*EXERCISE DIRECTIONS*.
Among the records that follow, find each line holding the word "white" and copy it.

Point localization data
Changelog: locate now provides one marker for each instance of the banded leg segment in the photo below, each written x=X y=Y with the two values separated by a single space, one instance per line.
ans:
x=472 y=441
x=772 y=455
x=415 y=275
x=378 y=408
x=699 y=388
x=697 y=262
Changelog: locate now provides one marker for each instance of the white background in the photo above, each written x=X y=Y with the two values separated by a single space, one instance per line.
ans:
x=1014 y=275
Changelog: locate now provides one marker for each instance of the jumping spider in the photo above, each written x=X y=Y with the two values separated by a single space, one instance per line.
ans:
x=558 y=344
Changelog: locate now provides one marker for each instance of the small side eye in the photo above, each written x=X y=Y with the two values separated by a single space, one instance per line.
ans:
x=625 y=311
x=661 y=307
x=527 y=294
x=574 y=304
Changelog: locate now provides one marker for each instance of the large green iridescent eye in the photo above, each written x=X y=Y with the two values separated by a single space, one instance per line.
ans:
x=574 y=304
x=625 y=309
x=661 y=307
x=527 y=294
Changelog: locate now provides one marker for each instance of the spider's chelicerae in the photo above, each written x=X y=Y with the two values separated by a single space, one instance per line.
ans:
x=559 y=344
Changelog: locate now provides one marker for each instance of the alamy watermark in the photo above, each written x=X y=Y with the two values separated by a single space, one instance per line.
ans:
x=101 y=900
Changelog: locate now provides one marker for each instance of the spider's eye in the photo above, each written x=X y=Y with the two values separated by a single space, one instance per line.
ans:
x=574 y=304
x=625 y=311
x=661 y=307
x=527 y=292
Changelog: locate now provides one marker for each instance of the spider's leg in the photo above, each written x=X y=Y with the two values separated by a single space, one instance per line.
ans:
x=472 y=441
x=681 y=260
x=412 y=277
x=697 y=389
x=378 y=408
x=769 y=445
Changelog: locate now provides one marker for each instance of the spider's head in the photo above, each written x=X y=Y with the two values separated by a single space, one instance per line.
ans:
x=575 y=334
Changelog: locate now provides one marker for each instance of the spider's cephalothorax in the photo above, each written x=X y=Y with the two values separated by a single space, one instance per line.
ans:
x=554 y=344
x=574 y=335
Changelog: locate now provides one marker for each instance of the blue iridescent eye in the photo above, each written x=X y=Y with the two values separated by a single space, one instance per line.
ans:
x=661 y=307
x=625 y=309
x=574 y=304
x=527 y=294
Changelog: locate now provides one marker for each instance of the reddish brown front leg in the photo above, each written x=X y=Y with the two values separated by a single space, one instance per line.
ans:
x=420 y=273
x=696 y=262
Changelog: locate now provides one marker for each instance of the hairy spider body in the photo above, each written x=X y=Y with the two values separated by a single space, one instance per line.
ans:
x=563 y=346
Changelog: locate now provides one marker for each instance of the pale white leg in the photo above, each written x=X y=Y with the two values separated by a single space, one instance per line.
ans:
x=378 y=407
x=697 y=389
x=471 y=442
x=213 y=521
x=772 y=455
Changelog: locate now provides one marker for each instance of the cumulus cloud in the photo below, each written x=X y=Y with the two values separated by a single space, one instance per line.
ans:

*REPLY*.
Changelog: locate now provides one marker for each instance of the white background in the photo above, each written x=X y=Y with the two values separated by a single space, one instance per line.
Changelog: locate now provides one marker for each instance of the pale white leg in the photo above, each written x=X y=Y with the two values separated by a single space, one instance per line.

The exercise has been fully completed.